Take the entries below and print only the lines from the one with "Convert each <instance>" through the one with "rough mask: <svg", exactly as they stand, both ends included.

BEGIN Excerpted data

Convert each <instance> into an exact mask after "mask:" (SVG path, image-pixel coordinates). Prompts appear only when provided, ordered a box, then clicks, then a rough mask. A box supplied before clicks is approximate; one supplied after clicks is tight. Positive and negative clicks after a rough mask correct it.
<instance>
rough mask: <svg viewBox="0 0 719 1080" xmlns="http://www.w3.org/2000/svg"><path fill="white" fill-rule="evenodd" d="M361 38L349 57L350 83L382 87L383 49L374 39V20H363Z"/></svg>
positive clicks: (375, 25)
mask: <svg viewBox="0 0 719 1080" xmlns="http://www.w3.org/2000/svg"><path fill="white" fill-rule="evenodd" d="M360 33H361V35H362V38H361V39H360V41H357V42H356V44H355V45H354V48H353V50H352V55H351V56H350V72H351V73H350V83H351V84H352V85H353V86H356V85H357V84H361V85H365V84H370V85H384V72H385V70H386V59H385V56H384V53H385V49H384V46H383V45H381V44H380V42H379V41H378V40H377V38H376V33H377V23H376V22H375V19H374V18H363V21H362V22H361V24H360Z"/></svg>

END Excerpted data
BEGIN Excerpted data

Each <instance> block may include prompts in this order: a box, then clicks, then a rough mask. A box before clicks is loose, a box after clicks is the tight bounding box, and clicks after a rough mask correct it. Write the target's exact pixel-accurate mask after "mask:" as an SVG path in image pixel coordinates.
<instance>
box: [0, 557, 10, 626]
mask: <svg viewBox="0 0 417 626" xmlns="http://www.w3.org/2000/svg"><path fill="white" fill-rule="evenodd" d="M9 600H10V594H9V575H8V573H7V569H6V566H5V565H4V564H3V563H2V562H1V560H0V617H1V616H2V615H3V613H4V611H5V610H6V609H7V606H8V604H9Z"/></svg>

END Excerpted data

*Response below:*
Convert each <instance> into an exact mask after "mask:" (SVG path, image-pixel coordinates). Prompts appear only when provided, ordered a box, then clicks, then a rough mask. A box supplied before clicks is approximate; one supplied after clicks is tight. Positive and negative clicks after a rough mask correct it.
<instance>
rough mask: <svg viewBox="0 0 719 1080" xmlns="http://www.w3.org/2000/svg"><path fill="white" fill-rule="evenodd" d="M361 38L349 57L350 83L382 87L383 49L374 39V20H363Z"/></svg>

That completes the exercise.